## [TASK DETAILS]
Tally the lines in the data below that contain the string "small", treating uppercase and lowercase as different, and reply with the number alone.

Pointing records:
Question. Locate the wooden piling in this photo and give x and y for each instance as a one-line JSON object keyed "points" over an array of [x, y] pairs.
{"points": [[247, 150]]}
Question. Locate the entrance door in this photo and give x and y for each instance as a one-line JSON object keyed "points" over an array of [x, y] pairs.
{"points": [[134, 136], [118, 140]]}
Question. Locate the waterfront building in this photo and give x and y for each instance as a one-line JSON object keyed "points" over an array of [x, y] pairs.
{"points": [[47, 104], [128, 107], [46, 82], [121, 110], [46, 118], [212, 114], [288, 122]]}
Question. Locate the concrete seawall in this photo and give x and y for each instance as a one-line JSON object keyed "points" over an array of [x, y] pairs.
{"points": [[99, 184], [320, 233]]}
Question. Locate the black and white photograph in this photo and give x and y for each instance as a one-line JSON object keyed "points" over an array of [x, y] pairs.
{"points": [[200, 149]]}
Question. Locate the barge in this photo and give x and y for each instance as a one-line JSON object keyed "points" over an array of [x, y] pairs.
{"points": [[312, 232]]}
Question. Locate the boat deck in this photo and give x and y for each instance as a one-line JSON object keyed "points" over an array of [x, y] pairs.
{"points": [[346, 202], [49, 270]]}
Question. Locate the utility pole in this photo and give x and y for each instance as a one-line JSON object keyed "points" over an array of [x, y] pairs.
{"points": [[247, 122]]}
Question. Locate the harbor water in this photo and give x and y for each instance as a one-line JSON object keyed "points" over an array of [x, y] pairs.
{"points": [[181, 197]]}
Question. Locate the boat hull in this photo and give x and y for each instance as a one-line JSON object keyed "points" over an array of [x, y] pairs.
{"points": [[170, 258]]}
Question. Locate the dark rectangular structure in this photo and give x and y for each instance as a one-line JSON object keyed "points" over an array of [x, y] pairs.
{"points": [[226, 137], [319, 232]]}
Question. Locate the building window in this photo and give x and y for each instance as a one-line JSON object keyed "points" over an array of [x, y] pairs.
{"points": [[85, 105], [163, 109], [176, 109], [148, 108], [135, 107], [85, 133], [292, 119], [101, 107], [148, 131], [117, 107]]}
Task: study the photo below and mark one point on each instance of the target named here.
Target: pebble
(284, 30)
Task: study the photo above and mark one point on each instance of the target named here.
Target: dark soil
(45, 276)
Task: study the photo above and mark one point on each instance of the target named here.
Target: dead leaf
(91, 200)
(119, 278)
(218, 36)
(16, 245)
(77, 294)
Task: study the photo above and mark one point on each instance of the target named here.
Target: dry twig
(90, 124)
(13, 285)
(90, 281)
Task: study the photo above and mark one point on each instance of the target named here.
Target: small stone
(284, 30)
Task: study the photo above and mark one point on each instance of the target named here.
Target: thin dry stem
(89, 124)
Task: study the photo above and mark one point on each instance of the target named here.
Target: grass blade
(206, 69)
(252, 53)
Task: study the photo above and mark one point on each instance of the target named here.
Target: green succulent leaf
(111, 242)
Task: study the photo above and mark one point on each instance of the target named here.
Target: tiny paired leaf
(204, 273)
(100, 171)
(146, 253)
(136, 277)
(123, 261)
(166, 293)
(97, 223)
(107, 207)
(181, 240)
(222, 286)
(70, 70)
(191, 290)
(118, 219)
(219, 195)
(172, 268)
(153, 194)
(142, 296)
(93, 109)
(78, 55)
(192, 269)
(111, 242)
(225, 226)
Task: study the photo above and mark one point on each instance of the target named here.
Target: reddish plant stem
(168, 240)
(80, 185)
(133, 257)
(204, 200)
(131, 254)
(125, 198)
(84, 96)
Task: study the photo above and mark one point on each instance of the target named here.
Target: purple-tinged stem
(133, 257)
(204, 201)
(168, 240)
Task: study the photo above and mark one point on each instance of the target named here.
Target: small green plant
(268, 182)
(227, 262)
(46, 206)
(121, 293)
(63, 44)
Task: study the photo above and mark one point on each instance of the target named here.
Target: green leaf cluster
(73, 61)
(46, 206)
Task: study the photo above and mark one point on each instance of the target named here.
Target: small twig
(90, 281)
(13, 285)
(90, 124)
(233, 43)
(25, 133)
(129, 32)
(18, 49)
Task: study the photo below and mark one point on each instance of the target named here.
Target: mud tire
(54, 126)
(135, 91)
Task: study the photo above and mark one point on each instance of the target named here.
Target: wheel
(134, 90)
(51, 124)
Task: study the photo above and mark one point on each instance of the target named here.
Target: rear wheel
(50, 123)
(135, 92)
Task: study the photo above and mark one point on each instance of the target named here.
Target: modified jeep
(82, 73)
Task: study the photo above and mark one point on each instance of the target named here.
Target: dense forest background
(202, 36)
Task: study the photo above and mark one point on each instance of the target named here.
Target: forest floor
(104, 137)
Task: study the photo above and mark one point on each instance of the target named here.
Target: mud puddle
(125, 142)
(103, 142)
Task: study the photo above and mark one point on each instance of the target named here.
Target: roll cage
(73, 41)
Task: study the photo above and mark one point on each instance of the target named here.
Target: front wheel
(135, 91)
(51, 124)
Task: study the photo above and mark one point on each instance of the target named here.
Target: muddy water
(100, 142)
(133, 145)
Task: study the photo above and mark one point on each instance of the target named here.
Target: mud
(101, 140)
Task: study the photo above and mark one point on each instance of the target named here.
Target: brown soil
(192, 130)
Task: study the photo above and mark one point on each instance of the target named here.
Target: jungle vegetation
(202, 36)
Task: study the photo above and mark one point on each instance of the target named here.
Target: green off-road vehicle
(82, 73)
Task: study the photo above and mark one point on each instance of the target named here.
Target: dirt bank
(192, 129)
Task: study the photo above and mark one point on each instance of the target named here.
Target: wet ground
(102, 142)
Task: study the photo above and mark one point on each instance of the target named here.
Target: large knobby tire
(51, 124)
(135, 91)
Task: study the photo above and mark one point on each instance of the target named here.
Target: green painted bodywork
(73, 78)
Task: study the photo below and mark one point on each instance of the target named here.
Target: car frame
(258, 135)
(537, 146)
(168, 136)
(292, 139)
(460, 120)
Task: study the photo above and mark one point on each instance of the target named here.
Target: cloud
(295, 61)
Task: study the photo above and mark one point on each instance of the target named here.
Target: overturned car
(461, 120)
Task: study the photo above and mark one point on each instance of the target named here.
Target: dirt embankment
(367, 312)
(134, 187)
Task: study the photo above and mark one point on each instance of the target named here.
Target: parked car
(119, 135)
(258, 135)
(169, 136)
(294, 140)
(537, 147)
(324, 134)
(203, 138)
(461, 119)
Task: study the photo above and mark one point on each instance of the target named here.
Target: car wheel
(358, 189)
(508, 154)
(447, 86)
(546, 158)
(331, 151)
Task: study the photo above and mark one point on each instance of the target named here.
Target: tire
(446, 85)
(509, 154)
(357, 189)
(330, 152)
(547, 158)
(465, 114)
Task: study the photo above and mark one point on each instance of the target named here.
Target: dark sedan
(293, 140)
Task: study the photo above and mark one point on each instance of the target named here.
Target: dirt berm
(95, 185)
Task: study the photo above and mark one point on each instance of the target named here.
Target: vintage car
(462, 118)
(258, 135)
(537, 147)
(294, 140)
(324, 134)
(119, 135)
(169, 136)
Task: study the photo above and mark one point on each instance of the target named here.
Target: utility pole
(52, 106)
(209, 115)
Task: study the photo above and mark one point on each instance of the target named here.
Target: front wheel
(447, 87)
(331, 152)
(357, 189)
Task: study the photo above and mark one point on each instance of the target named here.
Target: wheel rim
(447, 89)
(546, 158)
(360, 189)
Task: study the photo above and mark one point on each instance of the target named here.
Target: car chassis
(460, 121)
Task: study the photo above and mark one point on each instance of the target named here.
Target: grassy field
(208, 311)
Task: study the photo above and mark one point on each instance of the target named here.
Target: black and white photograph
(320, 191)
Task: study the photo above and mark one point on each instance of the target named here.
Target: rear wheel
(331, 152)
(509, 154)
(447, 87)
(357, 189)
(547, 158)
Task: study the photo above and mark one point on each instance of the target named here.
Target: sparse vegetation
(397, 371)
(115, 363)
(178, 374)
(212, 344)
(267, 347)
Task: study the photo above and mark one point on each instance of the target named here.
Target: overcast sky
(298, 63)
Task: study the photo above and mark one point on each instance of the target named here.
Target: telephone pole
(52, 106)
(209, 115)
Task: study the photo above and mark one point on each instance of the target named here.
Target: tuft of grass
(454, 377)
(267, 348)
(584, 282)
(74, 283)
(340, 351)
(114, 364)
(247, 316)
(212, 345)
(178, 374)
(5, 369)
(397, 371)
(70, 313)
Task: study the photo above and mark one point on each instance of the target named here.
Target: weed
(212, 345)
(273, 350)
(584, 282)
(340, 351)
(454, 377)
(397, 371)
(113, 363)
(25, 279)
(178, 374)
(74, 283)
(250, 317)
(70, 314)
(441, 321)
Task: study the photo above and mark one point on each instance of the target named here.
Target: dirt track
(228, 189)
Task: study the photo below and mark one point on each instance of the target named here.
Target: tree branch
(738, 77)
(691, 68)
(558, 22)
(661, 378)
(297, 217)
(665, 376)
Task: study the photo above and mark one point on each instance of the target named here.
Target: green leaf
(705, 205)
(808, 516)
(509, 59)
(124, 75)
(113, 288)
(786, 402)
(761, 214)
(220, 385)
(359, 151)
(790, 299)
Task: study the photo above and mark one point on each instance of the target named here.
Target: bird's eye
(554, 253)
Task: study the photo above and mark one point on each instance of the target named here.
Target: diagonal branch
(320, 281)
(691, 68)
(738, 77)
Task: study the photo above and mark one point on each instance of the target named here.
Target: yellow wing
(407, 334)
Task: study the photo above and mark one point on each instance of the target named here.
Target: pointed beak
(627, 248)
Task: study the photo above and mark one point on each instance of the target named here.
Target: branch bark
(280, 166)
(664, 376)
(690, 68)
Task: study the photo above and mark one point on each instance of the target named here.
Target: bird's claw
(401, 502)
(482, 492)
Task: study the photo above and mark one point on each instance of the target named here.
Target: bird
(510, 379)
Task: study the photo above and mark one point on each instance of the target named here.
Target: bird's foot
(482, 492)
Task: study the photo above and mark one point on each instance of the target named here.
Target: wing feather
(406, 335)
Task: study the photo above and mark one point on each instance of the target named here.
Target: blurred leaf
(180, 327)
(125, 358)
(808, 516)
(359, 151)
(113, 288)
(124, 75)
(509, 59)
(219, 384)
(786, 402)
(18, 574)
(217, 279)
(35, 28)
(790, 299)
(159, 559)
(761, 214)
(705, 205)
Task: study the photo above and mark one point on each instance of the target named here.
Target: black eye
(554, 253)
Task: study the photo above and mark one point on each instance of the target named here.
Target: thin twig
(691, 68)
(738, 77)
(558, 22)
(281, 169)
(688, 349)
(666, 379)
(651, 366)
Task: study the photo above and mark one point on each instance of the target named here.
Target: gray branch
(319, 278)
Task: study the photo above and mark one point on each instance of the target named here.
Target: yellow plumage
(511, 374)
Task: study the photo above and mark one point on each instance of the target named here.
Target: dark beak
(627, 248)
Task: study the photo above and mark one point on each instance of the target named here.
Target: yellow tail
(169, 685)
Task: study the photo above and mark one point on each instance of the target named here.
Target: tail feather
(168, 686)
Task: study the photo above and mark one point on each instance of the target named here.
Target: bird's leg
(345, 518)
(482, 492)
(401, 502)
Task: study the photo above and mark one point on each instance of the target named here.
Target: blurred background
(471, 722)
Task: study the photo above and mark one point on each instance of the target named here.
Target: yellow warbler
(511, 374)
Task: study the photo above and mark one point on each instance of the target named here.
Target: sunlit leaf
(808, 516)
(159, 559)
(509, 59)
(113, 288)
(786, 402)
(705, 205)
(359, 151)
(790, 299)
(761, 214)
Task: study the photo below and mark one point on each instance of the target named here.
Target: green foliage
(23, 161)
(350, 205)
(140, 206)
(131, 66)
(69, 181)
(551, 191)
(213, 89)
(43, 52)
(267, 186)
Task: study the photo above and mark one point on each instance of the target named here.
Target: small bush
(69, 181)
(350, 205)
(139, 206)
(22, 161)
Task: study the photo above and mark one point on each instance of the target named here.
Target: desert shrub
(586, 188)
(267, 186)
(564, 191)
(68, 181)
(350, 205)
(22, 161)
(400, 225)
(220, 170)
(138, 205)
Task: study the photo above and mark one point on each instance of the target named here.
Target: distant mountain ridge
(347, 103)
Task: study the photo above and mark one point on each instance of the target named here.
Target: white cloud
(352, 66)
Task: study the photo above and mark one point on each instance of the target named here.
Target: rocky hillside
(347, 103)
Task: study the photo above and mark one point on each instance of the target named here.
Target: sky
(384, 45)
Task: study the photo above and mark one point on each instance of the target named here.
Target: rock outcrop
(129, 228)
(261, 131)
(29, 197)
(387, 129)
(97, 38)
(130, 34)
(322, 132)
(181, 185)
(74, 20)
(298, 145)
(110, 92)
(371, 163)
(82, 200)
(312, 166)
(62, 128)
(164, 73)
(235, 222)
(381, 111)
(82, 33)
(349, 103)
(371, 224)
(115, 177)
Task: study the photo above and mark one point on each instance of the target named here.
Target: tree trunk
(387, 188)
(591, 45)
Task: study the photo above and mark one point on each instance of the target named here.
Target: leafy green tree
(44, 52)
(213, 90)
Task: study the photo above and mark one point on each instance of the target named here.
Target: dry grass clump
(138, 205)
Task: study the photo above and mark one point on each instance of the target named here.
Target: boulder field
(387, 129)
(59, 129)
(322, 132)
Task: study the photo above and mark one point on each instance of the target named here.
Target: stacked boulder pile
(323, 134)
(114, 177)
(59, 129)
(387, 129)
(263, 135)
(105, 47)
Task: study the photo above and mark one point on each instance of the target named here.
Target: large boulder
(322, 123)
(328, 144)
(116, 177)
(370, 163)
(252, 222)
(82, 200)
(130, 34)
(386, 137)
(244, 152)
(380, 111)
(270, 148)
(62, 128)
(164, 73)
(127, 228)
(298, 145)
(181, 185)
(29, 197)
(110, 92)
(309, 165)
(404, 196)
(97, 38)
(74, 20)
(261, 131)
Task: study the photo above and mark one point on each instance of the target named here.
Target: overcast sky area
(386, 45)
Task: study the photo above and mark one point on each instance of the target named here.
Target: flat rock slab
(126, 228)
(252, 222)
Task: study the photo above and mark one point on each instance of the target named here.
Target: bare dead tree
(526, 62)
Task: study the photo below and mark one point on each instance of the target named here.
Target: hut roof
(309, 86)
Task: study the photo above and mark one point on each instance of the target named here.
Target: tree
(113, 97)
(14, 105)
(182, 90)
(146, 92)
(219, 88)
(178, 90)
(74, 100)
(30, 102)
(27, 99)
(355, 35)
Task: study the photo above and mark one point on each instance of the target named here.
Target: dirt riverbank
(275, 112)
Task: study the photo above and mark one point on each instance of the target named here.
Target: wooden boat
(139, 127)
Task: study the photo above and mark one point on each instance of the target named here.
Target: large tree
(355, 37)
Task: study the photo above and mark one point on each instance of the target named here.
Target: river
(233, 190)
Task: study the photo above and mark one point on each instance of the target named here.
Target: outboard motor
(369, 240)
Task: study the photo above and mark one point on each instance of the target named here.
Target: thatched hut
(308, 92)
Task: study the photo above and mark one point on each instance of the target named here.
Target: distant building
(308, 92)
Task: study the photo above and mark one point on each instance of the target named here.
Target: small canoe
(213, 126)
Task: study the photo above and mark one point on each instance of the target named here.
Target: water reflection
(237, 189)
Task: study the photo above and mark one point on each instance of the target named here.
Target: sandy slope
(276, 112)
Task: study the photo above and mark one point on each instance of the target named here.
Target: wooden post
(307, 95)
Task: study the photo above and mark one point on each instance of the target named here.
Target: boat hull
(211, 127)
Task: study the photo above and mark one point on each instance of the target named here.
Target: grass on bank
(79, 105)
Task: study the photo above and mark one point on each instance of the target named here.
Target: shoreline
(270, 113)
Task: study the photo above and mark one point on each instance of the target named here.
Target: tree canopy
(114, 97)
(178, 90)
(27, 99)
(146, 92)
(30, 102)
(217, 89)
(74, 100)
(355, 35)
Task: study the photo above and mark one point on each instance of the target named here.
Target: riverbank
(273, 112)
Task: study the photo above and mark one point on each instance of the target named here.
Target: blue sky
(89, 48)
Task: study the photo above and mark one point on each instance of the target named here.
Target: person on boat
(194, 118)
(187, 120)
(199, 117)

## [CORRECT ANSWER]
5